== TRY IT ==
Transcribe the records word for word, beginning with the first line and ending with the line that contains "of the tree"; include nothing else.
--- DATA EXTRACT Enclosed Below ---
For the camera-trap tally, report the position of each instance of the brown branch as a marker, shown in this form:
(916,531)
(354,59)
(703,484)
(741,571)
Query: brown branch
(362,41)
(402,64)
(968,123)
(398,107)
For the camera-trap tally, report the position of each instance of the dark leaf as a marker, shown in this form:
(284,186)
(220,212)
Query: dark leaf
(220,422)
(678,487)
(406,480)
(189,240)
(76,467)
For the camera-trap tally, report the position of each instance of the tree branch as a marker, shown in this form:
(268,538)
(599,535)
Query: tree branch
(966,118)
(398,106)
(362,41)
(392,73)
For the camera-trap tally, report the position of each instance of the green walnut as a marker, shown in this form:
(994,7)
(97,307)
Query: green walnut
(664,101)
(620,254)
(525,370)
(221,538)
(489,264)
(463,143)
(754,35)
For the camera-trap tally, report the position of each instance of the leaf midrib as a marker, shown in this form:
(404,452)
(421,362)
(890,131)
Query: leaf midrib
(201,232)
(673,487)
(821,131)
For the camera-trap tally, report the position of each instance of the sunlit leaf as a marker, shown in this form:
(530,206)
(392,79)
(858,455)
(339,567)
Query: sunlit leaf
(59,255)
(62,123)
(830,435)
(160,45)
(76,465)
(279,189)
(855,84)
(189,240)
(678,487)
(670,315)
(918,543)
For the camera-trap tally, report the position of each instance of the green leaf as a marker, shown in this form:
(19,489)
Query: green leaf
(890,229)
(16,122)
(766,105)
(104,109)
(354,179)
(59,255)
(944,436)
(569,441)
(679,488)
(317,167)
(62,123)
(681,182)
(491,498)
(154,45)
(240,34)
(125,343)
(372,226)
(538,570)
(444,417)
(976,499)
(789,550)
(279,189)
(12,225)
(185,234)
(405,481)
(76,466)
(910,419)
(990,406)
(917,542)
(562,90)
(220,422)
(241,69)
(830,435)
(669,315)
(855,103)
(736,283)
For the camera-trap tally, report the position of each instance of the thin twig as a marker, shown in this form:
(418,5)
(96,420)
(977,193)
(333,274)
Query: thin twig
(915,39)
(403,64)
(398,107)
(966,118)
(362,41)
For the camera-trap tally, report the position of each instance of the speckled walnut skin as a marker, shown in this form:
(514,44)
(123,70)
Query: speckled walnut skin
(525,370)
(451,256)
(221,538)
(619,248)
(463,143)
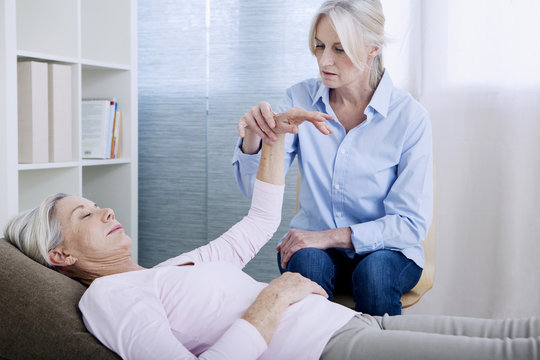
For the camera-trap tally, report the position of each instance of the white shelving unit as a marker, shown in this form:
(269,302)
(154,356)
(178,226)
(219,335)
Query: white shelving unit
(98,39)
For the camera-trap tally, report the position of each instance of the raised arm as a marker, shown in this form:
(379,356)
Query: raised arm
(243,240)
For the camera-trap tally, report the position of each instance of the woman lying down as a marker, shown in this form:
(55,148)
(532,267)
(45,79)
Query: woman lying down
(201,305)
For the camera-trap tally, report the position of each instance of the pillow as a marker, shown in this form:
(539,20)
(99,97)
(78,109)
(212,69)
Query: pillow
(39,312)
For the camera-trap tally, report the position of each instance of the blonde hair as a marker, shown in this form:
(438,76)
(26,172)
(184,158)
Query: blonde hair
(37,231)
(358,23)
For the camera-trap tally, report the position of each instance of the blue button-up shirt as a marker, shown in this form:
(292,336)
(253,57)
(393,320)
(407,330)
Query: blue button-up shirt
(376,179)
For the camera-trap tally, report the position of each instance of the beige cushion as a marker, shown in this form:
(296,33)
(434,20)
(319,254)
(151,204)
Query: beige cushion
(39,317)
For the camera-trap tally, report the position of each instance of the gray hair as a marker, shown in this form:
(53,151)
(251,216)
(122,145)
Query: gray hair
(37,231)
(358,23)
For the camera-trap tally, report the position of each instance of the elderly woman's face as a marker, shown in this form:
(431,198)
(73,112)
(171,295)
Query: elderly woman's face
(336,68)
(91,234)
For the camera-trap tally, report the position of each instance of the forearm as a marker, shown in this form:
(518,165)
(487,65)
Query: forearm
(271,167)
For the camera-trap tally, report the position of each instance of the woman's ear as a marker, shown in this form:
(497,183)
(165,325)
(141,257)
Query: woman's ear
(373,51)
(60,258)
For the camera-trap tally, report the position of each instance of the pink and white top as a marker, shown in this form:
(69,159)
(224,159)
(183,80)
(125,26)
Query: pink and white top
(190,312)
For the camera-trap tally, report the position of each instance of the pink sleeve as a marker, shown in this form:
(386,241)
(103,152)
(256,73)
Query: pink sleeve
(242,241)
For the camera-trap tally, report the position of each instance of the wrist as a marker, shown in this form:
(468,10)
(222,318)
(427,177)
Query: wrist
(251,144)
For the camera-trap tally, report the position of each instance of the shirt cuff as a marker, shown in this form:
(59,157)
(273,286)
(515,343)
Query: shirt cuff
(241,341)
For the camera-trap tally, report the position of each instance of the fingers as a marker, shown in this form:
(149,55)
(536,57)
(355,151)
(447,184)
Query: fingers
(299,286)
(263,117)
(259,120)
(289,120)
(242,128)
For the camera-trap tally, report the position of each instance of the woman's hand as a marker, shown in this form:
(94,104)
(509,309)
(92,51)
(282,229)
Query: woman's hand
(260,123)
(266,311)
(292,287)
(288,121)
(297,239)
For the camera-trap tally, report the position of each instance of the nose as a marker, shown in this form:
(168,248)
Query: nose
(108,215)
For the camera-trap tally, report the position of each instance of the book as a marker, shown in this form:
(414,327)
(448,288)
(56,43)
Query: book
(96,118)
(110,131)
(115,146)
(60,113)
(33,112)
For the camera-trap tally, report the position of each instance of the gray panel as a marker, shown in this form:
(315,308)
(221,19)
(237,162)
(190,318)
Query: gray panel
(257,50)
(172,129)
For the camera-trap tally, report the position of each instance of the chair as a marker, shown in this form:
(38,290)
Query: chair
(428,274)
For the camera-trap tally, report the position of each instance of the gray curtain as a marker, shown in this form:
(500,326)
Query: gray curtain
(201,67)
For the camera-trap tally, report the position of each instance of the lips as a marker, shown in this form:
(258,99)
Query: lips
(117,227)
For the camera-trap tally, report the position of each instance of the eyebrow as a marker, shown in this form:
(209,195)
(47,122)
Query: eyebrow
(80,207)
(317,39)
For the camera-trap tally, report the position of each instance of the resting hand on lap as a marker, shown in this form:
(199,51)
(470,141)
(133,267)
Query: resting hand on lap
(297,239)
(266,310)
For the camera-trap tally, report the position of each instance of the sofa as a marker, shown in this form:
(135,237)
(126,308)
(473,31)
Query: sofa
(39,315)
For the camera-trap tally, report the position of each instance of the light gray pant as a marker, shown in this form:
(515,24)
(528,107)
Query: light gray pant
(418,337)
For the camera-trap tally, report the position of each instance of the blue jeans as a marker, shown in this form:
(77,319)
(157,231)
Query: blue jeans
(377,280)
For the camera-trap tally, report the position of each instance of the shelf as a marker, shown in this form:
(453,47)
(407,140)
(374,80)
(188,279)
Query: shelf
(51,58)
(50,26)
(97,39)
(23,167)
(91,162)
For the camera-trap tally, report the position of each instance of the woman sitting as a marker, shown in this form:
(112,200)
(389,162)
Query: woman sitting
(200,304)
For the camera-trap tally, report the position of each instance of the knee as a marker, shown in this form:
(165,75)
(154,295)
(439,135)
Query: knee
(308,260)
(374,270)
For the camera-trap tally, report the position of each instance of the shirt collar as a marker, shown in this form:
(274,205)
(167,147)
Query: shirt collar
(380,101)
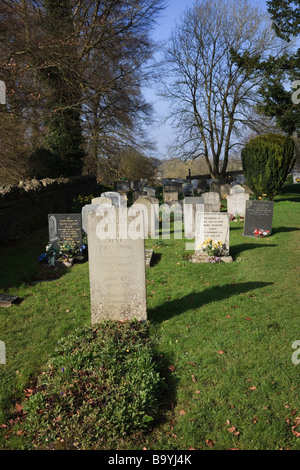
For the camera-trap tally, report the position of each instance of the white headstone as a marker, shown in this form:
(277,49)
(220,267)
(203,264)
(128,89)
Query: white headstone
(236,204)
(211,201)
(116,198)
(2,92)
(150,208)
(237,188)
(190,206)
(212,226)
(117,269)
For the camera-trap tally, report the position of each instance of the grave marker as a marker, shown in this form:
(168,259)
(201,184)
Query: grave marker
(117,272)
(259,215)
(211,201)
(236,204)
(189,213)
(64,227)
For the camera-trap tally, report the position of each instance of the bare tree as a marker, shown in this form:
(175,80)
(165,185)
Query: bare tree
(88,58)
(211,97)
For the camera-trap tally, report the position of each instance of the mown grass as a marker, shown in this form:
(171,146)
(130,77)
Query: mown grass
(223,336)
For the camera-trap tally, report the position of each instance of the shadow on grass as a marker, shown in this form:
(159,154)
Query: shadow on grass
(196,300)
(236,250)
(290,192)
(284,230)
(19,262)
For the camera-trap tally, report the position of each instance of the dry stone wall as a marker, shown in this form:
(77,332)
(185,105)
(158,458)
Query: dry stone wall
(25,207)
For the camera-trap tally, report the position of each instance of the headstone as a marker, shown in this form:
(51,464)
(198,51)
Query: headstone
(190,205)
(101,200)
(170,195)
(123,186)
(224,190)
(240,179)
(202,186)
(7,300)
(259,215)
(214,186)
(236,204)
(116,198)
(150,208)
(151,192)
(117,272)
(92,207)
(195,184)
(211,202)
(237,188)
(212,226)
(137,194)
(148,257)
(64,227)
(187,189)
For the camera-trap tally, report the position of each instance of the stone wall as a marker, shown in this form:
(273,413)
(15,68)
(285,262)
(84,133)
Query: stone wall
(25,207)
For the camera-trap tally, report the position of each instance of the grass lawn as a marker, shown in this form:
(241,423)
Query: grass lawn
(223,336)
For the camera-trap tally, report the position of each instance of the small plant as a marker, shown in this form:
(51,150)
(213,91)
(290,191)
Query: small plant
(80,201)
(101,384)
(213,248)
(261,233)
(66,250)
(214,259)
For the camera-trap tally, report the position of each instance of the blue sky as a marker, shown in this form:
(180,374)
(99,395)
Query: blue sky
(162,134)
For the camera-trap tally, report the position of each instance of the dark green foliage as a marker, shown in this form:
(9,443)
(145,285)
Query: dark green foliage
(44,164)
(286,17)
(267,160)
(101,384)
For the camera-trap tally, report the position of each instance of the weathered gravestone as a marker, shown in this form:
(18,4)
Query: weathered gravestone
(236,204)
(116,198)
(2,353)
(64,228)
(117,269)
(237,188)
(150,208)
(211,226)
(190,206)
(211,202)
(170,195)
(123,186)
(151,192)
(2,92)
(187,189)
(92,207)
(259,215)
(240,179)
(296,177)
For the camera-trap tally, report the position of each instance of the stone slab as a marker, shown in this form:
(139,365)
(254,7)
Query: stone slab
(65,227)
(259,215)
(117,274)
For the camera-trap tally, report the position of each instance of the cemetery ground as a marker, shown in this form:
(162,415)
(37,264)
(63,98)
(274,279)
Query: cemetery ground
(221,335)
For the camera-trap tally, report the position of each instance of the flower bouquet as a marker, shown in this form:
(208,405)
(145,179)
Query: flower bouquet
(259,233)
(214,250)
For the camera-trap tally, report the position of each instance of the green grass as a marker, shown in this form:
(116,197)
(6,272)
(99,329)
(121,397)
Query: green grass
(223,336)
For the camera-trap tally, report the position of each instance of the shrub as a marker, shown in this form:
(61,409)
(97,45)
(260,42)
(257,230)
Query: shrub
(267,160)
(101,384)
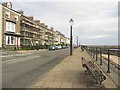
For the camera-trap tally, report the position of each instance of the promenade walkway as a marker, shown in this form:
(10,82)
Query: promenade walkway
(70,74)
--- End of Enclosed DATA EXTRACT ---
== WRITTEN ANSWER ==
For the camera-trap tally, report the position of each instance of the brown branch as a marker, shown in this form:
(916,531)
(354,59)
(703,484)
(741,571)
Query: brown branch
(362,41)
(402,64)
(968,123)
(398,107)
For the camera-trap tally, report the position of each instance of the dark leaf as a marker, shown in this form:
(284,186)
(220,212)
Query: dark leaf
(220,422)
(678,487)
(406,480)
(189,240)
(76,467)
For the camera-trap tally, report the position of each instance of the tree branch as a marker, shown in this form:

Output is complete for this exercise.